__Exercise details__: The records below must be output exactly, without pictures.

= = = = =

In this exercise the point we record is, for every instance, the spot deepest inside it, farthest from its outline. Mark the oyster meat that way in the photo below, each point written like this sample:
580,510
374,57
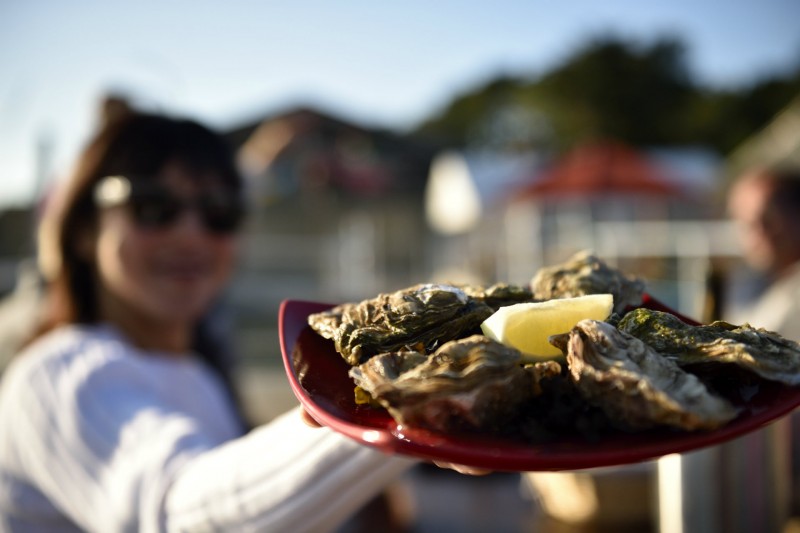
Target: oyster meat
756,350
421,317
635,385
499,294
584,273
473,383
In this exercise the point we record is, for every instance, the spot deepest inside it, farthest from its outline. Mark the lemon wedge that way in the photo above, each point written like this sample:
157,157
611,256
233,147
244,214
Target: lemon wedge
527,326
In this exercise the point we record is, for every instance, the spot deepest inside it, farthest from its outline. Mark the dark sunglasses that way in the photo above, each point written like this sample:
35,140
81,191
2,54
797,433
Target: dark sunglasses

= = = = =

__Expected answer__:
In this exercise the point we record is, for every instance, the spot deepest inside it, farthest from its outline. Mark the oyster meat that way in the photo below, each point written like this sample:
580,510
374,57
Target: oyster meat
756,350
421,317
635,385
499,294
584,273
473,383
In this exercise the point we record is, for every instance, the spot deepest inside it, farthest from its outline. Mark the lemon wedge that way in the photo above, each point written like this sample:
157,157
611,256
233,147
244,214
Target: lemon wedge
527,326
In this exercise the point we record is, for every instance, the spot deepest inside it, farthest from its outline. Mark the dark sunglasses that way in the photo above, each point written like this sample:
35,140
81,191
2,54
797,433
Target: dark sunglasses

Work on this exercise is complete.